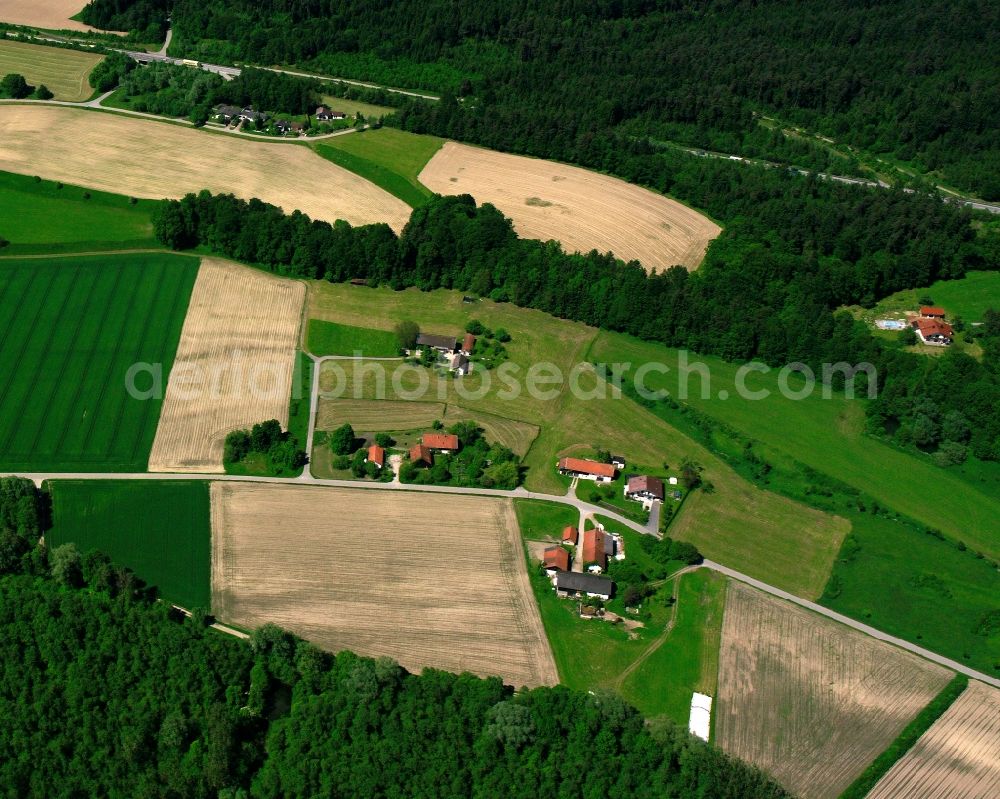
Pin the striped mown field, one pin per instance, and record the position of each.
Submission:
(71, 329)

---

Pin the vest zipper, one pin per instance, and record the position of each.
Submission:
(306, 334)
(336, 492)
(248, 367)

**What you have to do**
Return only those lines of the records that contain the string "position".

**Output of the task**
Pin the striped mown field, one pin per instance, and record the position of each.
Pin the vest zipper, one pin per instance, and record the position of each.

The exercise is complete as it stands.